TO DO: Recast every line of the records below as a Markdown table with the columns "Row" and "Line", numbering the rows in order and omitting blank lines. Leave the pictures out of the table.

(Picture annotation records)

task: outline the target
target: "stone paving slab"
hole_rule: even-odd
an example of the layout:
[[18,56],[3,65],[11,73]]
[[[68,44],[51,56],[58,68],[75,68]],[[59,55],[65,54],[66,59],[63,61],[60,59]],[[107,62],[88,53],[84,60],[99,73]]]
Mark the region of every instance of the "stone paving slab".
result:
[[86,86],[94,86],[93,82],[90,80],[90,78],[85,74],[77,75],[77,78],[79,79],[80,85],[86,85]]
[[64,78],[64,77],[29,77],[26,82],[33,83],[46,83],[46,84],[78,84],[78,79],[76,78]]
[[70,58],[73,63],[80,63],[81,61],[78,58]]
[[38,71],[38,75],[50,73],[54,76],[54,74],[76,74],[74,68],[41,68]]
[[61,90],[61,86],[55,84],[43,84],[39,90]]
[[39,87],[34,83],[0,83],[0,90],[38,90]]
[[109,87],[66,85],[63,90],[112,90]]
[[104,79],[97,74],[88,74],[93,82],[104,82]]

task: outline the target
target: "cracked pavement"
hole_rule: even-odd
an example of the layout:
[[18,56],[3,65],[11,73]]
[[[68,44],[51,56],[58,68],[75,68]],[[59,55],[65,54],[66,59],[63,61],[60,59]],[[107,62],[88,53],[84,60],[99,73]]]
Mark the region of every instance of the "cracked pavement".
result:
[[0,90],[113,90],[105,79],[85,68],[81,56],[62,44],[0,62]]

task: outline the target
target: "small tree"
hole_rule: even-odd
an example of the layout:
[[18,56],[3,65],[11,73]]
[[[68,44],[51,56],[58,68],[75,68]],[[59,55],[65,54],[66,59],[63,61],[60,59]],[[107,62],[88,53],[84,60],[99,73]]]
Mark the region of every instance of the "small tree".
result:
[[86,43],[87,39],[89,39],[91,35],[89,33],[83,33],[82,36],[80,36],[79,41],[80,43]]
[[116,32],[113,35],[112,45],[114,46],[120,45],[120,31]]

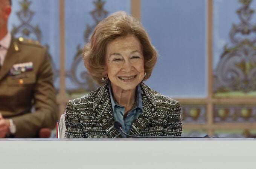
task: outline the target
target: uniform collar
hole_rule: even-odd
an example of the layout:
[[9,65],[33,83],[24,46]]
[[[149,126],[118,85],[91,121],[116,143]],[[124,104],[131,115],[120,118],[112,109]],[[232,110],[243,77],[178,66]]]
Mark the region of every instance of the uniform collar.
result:
[[0,40],[0,45],[2,47],[5,49],[9,49],[11,45],[11,41],[12,39],[12,35],[9,32],[7,32],[5,36],[2,39]]

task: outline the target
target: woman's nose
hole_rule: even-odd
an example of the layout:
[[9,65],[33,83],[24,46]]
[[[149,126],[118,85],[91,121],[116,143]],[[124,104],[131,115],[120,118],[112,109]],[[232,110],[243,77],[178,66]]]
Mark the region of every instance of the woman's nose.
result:
[[126,72],[129,72],[132,70],[133,67],[130,60],[125,60],[123,65],[122,70]]

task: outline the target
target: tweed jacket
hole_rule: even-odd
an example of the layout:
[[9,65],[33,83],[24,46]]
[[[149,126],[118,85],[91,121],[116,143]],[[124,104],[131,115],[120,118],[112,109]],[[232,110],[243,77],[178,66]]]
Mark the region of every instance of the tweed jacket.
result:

ANSWER FOR THE TASK:
| Row | Line |
|---|---|
| 1 | task: outline the target |
| 2 | target: "stone paving slab" |
| 3 | hole_rule: even-odd |
| 4 | an example of the layout: |
| 5 | [[18,56],[3,65],[11,73]] |
| 6 | [[[68,44],[51,56],[58,68],[75,68]],[[59,55],[65,54],[66,59],[63,61],[60,59]],[[107,62],[88,53],[84,60],[99,73]]] |
| 7 | Mark the region of every instance of the "stone paving slab". |
| 8 | result: |
| 9 | [[86,86],[94,86],[93,82],[90,80],[90,78],[85,74],[77,75],[77,78],[79,79],[80,85],[86,85]] |
| 10 | [[64,78],[64,77],[29,77],[26,82],[33,83],[46,83],[46,84],[78,84],[78,79],[76,78]] |
| 11 | [[70,58],[73,63],[80,63],[81,61],[78,58]] |
| 12 | [[38,71],[38,75],[50,73],[54,76],[54,74],[76,74],[74,68],[41,68]] |
| 13 | [[61,90],[61,86],[55,84],[43,84],[39,90]] |
| 14 | [[39,87],[34,83],[0,83],[0,90],[38,90]] |
| 15 | [[109,87],[66,85],[63,90],[112,90]] |
| 16 | [[104,79],[97,74],[88,74],[93,82],[104,82]] |
| 17 | task: outline the target |
| 18 | target: "cracked pavement" |
| 19 | hole_rule: even-odd |
| 20 | an example of the layout: |
| 21 | [[18,56],[3,65],[11,73]] |
| 22 | [[[68,44],[51,56],[58,68],[75,68]],[[59,55],[65,54],[66,59],[63,61],[60,59]],[[107,62],[88,53],[84,60],[99,73]]] |
| 23 | Mark the region of every instance of the "cracked pavement". |
| 24 | result: |
| 25 | [[0,90],[113,90],[105,79],[85,68],[81,56],[62,44],[0,62]] |
| 26 | task: outline the target |
| 27 | target: "small tree" |
| 28 | hole_rule: even-odd |
| 29 | an example of the layout: |
| 30 | [[18,56],[3,65],[11,73]] |
| 31 | [[[68,44],[51,56],[58,68],[75,68]],[[59,55],[65,54],[66,59],[63,61],[60,59]],[[107,62],[88,53],[84,60],[99,73]]] |
| 32 | Mark the region of every instance of the "small tree". |
| 33 | result: |
| 34 | [[86,43],[87,39],[89,39],[91,35],[89,33],[83,33],[82,36],[80,36],[79,41],[80,43]] |
| 35 | [[116,32],[113,35],[112,45],[114,46],[120,45],[120,31]] |
| 36 | task: outline the target |
| 37 | target: uniform collar |
| 38 | hole_rule: even-odd |
| 39 | an example of the layout: |
| 40 | [[9,65],[33,83],[24,46]] |
| 41 | [[[149,126],[118,85],[91,121],[116,143]],[[124,104],[131,115],[120,118],[112,109]],[[232,110],[243,77],[178,66]]] |
| 42 | Mark the region of every instance of the uniform collar. |
| 43 | result: |
| 44 | [[0,40],[0,45],[2,47],[5,49],[9,49],[11,45],[11,41],[12,39],[12,35],[9,32],[7,32],[5,36],[2,39]] |
| 45 | task: outline the target |
| 46 | target: woman's nose |
| 47 | hole_rule: even-odd |
| 48 | an example of the layout: |
| 49 | [[9,65],[33,83],[24,46]] |
| 50 | [[[149,126],[118,85],[91,121],[116,143]],[[124,104],[131,115],[120,118],[112,109]],[[232,110],[243,77],[178,66]]] |
| 51 | Mark the region of every instance of the woman's nose. |
| 52 | result: |
| 53 | [[126,72],[129,72],[132,70],[133,67],[130,60],[125,60],[123,65],[122,70]] |
| 54 | task: outline the target |
| 55 | target: tweed jacket |
| 56 | hole_rule: even-odd |
| 57 | an example of the layout: |
| 58 | [[9,65],[33,83],[24,46]] |
| 59 | [[[149,126],[118,85],[91,121],[116,143]],[[124,104],[131,115],[120,118],[112,109]],[[232,110],[243,77],[178,66]]] |
| 60 | Mark the region of every instance of the tweed jacket. |
| 61 | result: |